── Excerpt to read ──
Justin's correct that the header for new Office files are very similar
to Zip files, but they do differ slightly. If you look at the code
that identifies a file as
application/vnd.openxmlformats-officedocument.wordprocessingml.document,
it uses this regular expression:

/^PK\x03\x04.{26}(\[Content_Types\]\.xml|_rels\x2f\.rels|word\x2f).*PK\x03\x04.{26}word\x2f/

Here is the regular expression that identifies Zip files: /

^PK\x03\x04.{2}/

It's possible that your new office files aren't fitting this format.
In that case, I'd suggest adding this mime_type to your table:
application/vnd.openxmlformats-officedocument

It uses the basic new Office file header as a regular expression:

/^PK\x03\x04\x14\x00\x06\x00/

If you use application/vnd.openxmlformats-officedocument, then you
can't assume that the file has a specific extension-- all you know is
that the file is a new Office file.

Hope that clears up some confusion (and doesn't cause more)!

Josh

Thanks Josh!

One more tiny note, if anyone discovers files that they think should be matching a particular type and they aren't, please reach out. We are maintaining all of the file type identification ourselves at this point and I'd like to make sure that we're doing a really nice job at identifying file types.

  .Seth
───
── Items ──
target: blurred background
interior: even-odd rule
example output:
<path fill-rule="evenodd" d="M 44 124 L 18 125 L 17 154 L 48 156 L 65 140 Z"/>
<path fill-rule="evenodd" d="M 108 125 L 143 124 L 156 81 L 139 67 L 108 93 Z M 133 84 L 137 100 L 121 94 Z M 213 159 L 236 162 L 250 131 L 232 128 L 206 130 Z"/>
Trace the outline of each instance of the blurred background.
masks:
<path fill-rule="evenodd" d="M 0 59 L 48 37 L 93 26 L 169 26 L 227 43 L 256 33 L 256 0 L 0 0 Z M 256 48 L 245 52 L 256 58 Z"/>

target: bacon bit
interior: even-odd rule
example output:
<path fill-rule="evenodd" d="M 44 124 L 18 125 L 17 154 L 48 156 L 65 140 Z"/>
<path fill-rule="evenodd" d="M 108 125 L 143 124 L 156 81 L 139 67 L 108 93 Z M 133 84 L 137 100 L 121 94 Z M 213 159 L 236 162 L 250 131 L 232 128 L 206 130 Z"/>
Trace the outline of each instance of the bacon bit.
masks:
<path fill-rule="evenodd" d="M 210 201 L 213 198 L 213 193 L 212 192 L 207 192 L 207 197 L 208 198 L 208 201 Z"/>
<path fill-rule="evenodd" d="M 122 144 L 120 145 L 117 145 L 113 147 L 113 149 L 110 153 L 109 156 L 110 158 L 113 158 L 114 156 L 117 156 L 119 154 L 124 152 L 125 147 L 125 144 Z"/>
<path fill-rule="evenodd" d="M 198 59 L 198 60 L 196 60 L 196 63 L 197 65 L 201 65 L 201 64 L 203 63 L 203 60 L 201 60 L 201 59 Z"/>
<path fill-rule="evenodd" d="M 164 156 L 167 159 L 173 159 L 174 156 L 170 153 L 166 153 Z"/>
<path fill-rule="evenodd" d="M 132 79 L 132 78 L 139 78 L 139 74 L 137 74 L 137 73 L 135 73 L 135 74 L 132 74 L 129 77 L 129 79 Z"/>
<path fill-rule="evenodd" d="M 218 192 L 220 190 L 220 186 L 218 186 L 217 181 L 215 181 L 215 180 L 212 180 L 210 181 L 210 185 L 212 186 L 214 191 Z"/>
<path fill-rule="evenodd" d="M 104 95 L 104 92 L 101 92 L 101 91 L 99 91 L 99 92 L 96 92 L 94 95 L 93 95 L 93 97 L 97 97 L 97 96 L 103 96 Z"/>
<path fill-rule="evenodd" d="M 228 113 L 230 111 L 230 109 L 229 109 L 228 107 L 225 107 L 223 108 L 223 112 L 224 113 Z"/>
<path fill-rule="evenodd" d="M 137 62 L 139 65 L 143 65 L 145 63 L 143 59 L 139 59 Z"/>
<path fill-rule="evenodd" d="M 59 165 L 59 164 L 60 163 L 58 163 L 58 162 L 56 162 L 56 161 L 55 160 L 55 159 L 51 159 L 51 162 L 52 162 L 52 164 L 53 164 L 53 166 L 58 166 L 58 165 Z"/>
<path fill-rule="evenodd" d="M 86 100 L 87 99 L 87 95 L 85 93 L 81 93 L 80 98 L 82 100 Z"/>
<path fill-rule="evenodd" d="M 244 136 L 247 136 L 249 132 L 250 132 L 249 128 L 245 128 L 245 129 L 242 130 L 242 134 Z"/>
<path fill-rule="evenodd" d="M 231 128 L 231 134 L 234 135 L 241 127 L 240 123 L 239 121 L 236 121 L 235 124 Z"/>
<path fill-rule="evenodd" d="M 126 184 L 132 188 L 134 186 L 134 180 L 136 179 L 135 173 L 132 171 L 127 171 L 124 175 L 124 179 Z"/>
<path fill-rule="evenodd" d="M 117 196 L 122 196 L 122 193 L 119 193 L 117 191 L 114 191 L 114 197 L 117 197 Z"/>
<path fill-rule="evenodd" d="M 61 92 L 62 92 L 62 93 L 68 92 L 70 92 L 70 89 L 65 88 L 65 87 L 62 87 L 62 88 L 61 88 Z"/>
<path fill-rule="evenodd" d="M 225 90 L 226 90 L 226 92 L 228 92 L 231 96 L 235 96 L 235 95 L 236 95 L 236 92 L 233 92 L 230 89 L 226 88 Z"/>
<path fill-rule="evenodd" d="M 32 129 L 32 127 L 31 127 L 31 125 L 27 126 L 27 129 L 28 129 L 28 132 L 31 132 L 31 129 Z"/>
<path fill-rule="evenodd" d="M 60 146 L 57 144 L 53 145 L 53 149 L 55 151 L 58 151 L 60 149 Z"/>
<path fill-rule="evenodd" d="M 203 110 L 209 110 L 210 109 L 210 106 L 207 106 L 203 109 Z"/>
───
Exercises to complete
[1] In the thread on Office file headers, copy the passage that begins at the words "Justin's correct that" and stops after the words "fitting this format.".
[2] For each statement, say yes or no to whether it agrees with the thread on Office file headers, and quote the deciding words: (a) The headers of new Office files are the same as those of Zip files. (b) Matching application/vnd.openxmlformats-officedocument shows which extension a file has. (c) The file type identification is maintained by the people in the thread themselves.

Outputs for the tasks
[1]
Justin's correct that the header for new Office files are very similar
to Zip files, but they do differ slightly. If you look at the code
that identifies a file as
application/vnd.openxmlformats-officedocument.wordprocessingml.document,
it uses this regular expression:

/^PK\x03\x04.{26}(\[Content_Types\]\.xml|_rels\x2f\.rels|word\x2f).*PK\x03\x04.{26}word\x2f/

Here is the regular expression that identifies Zip files: /

^PK\x03\x04.{2}/

It's possible that your new office files aren't fitting this format.

[2]
(a) No: "they do differ slightly"
(b) No: "you can't assume that the file has a specific extension"
(c) Yes: "We are maintaining all of the file type identification ourselves at this point"